··· Information shown

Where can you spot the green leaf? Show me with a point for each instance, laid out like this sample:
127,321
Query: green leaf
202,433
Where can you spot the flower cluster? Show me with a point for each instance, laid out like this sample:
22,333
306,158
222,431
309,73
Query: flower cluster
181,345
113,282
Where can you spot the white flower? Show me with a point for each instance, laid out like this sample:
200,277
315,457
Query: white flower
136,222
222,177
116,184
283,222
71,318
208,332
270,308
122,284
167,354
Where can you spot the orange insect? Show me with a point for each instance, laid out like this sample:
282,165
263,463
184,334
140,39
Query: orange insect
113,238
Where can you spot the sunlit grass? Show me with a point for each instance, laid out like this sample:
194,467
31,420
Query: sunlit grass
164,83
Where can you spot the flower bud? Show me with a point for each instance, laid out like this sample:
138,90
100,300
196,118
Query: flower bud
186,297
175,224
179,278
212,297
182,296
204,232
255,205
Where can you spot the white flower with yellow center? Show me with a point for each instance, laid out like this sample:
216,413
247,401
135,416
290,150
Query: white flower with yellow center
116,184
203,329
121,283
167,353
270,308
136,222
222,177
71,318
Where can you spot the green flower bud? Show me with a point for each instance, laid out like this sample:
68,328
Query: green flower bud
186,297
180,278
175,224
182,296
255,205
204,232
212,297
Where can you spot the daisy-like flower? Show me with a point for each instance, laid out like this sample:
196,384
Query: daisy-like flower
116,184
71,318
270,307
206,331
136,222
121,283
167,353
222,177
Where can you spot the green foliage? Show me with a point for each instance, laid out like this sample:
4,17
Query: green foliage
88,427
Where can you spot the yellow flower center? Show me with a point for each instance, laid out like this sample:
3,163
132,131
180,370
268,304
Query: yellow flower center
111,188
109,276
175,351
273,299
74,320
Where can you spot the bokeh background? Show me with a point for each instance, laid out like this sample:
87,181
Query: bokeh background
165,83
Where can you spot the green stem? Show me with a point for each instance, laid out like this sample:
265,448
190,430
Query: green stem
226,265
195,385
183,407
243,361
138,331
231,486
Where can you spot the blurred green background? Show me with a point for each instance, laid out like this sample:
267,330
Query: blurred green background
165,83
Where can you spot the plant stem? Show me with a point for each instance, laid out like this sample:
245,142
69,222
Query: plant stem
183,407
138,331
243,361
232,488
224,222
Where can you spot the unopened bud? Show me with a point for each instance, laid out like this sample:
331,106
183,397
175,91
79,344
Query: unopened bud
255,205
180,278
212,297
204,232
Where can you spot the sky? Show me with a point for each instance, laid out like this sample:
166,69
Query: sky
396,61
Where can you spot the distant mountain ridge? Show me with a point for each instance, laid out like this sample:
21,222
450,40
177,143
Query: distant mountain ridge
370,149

······

Print the records once more, exactly as they were given.

= Answer =
Where can you spot the green leaf? Show me with a point for each instance, laid out like this sample:
127,321
Query: green leaf
202,433
Where can you spot the flower cluster? Show me with a point for each instance, laid out like this sample:
22,333
306,158
222,431
309,73
Query: flower cluster
181,345
113,282
Where can you spot the white flower? Show me with a point for each instance, laid out like this sample:
200,277
315,457
Query: white flower
136,222
222,177
116,184
283,222
71,318
208,332
270,308
122,284
167,354
Where can you spot the orange insect? Show me with a point for each instance, laid out like this sample:
282,165
263,463
184,334
140,39
Query: orange insect
113,238
Where can you spot the sunlit grass? Show me with a point for each instance, laid out like this sample:
194,467
31,420
Query: sunlit grass
164,83
Where can you spot the flower bud? Show me with a point for each instance, laid out like this sample:
138,90
100,300
196,118
Query: flower bud
186,297
175,224
179,278
212,297
182,296
204,232
255,205
Where can you spot the white flower with yellow center? Show me with a point for each instance, laid out like this sample:
216,413
247,401
135,416
290,150
Query: white flower with yellow center
116,184
203,329
121,283
167,353
270,308
136,222
222,177
71,318
Where can you spot the green flower bud? Show me with a point for each instance, laid out like this sample:
68,328
Query: green flower bud
186,297
180,278
175,224
182,296
255,205
204,232
212,297
Where can you spot the daisy-like flower? Show me with a point for each instance, laid out like this sample:
196,384
Query: daisy-like flower
116,184
71,318
270,307
206,331
136,222
121,283
167,353
222,177
Where can you spot the green foliage? Show me with a point for each instance, laid out like this sample:
4,17
Query: green foliage
88,427
Where can you spot the yellow flower center? Show me with a point for each instance, laid out like this sample:
3,163
132,131
180,370
268,304
Query: yellow flower center
111,188
109,276
175,351
273,299
74,320
Where can you spot the bokeh background? Show me with a point for each instance, laid out like this sample:
87,181
Query: bokeh background
165,83
Where can you spot the green stem? Show me with a point for each instance, laid out like this sample:
265,448
190,430
Query: green stem
226,265
195,385
183,407
243,361
138,331
231,486
Where can you spot the blurred green background? Show me with a point for each instance, laid out like this sample:
267,330
Query: blurred green background
165,83
Where can you spot the plant stem? Show me with a point for each instance, laid out like this sample:
245,142
69,222
Query: plant stem
183,407
138,331
243,361
232,488
224,222
Where can you spot the unopened bud? Show me with a point for each instance, laid out like this sample:
331,106
183,397
175,91
79,344
Query: unopened bud
255,205
180,278
212,297
204,232
Where can you spot the sky? Show me with a point for each instance, laid out like this sample:
166,69
Query: sky
396,61
Where can you spot the distant mountain ridge? Show me with a point for each instance, laid out like this sample:
21,222
450,40
177,143
Query: distant mountain ridge
370,149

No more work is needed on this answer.